§ Exercise: Please write out everything in the material from the line containing "Could you kindly segment every instance of the woman" down to the very end, both of those lines included, with every line kept unchanged.

[START OF Dataset records]

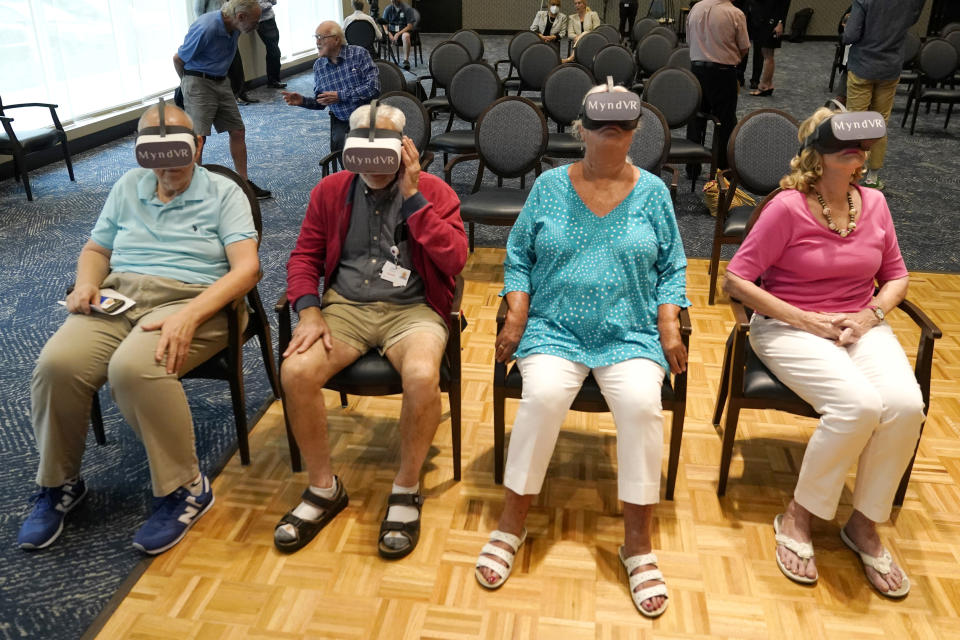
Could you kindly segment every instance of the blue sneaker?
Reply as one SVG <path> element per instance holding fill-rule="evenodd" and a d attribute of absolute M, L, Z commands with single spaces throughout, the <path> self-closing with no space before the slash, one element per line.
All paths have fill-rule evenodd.
<path fill-rule="evenodd" d="M 83 478 L 59 487 L 41 487 L 33 494 L 33 510 L 20 526 L 17 544 L 21 549 L 43 549 L 53 544 L 63 531 L 63 519 L 87 495 Z"/>
<path fill-rule="evenodd" d="M 195 496 L 180 487 L 163 498 L 154 498 L 153 515 L 133 536 L 133 546 L 144 553 L 163 553 L 180 542 L 193 524 L 213 506 L 210 480 L 201 474 L 203 490 Z"/>

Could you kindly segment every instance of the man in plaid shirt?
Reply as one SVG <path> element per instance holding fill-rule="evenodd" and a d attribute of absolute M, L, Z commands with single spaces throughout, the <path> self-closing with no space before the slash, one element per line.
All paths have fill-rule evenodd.
<path fill-rule="evenodd" d="M 306 109 L 330 107 L 330 151 L 343 149 L 350 114 L 380 95 L 380 71 L 363 47 L 347 44 L 336 22 L 321 22 L 314 37 L 320 57 L 313 64 L 313 94 L 307 98 L 281 91 L 289 105 Z"/>

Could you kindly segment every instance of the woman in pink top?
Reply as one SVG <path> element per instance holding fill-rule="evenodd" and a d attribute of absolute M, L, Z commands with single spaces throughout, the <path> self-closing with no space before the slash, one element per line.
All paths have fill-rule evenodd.
<path fill-rule="evenodd" d="M 800 140 L 809 142 L 832 115 L 814 113 Z M 866 153 L 849 144 L 856 146 L 830 153 L 804 145 L 780 181 L 784 191 L 727 267 L 724 290 L 755 309 L 750 343 L 760 360 L 821 415 L 793 499 L 774 520 L 778 566 L 796 582 L 817 580 L 811 517 L 834 518 L 857 462 L 854 511 L 840 536 L 879 593 L 903 597 L 910 582 L 876 523 L 890 517 L 920 436 L 923 399 L 883 320 L 908 281 L 890 210 L 882 193 L 857 186 Z"/>

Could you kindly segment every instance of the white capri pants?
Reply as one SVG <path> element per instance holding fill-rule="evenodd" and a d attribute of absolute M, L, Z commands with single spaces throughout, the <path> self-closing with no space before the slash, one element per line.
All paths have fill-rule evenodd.
<path fill-rule="evenodd" d="M 590 368 L 542 353 L 517 360 L 523 397 L 510 434 L 504 485 L 520 495 L 540 493 L 560 426 Z M 660 500 L 664 370 L 646 358 L 593 369 L 617 426 L 617 487 L 620 500 Z"/>
<path fill-rule="evenodd" d="M 821 416 L 794 499 L 818 518 L 832 520 L 856 461 L 853 507 L 874 522 L 889 519 L 924 420 L 920 386 L 890 326 L 883 322 L 855 344 L 840 347 L 754 314 L 750 344 Z"/>

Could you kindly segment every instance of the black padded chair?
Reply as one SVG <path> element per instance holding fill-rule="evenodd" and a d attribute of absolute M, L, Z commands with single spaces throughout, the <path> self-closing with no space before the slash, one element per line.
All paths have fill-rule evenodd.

[END OF Dataset records]

§ Response below:
Could you kindly segment every instance of the woman in pink top?
Reply as one SVG <path> element per instance holding fill-rule="evenodd" and a d attribute of absolute M, L, Z commands with single spaces throughout, the <path> self-closing with no space before the slash, one element per line.
All paths have fill-rule evenodd.
<path fill-rule="evenodd" d="M 800 140 L 809 142 L 832 115 L 814 113 Z M 866 153 L 849 144 L 856 146 L 830 153 L 804 145 L 780 181 L 784 191 L 727 267 L 724 290 L 755 309 L 750 343 L 760 360 L 821 415 L 793 499 L 774 520 L 778 566 L 796 582 L 817 580 L 811 517 L 834 518 L 857 462 L 854 511 L 840 536 L 879 593 L 903 597 L 910 582 L 876 523 L 890 517 L 920 436 L 923 399 L 883 320 L 908 281 L 890 210 L 882 193 L 857 186 Z"/>

Could you kindly segment every instance of the white capri pants?
Reply as one SVG <path> element per instance holding fill-rule="evenodd" and a d attribute of absolute M, L, Z commands with single spaces throughout, the <path> self-closing with no space before the slash, one element per line.
All paths have fill-rule evenodd.
<path fill-rule="evenodd" d="M 590 368 L 542 353 L 517 360 L 523 397 L 510 434 L 504 485 L 520 495 L 540 493 L 560 426 Z M 660 500 L 664 370 L 646 358 L 593 369 L 617 426 L 617 487 L 620 500 Z"/>
<path fill-rule="evenodd" d="M 821 416 L 794 499 L 818 518 L 832 520 L 856 461 L 853 507 L 874 522 L 889 519 L 924 420 L 920 386 L 890 326 L 883 322 L 855 344 L 840 347 L 754 314 L 750 344 Z"/>

Could you kindly segment every instance of the black padded chair?
Reply as one SVG <path> element per instance holding fill-rule="evenodd" and a d attribute of absolute M, L, Z commands with single spaces throughout, the <path> self-closing with no space before the slash, one element per line.
All paths have fill-rule evenodd.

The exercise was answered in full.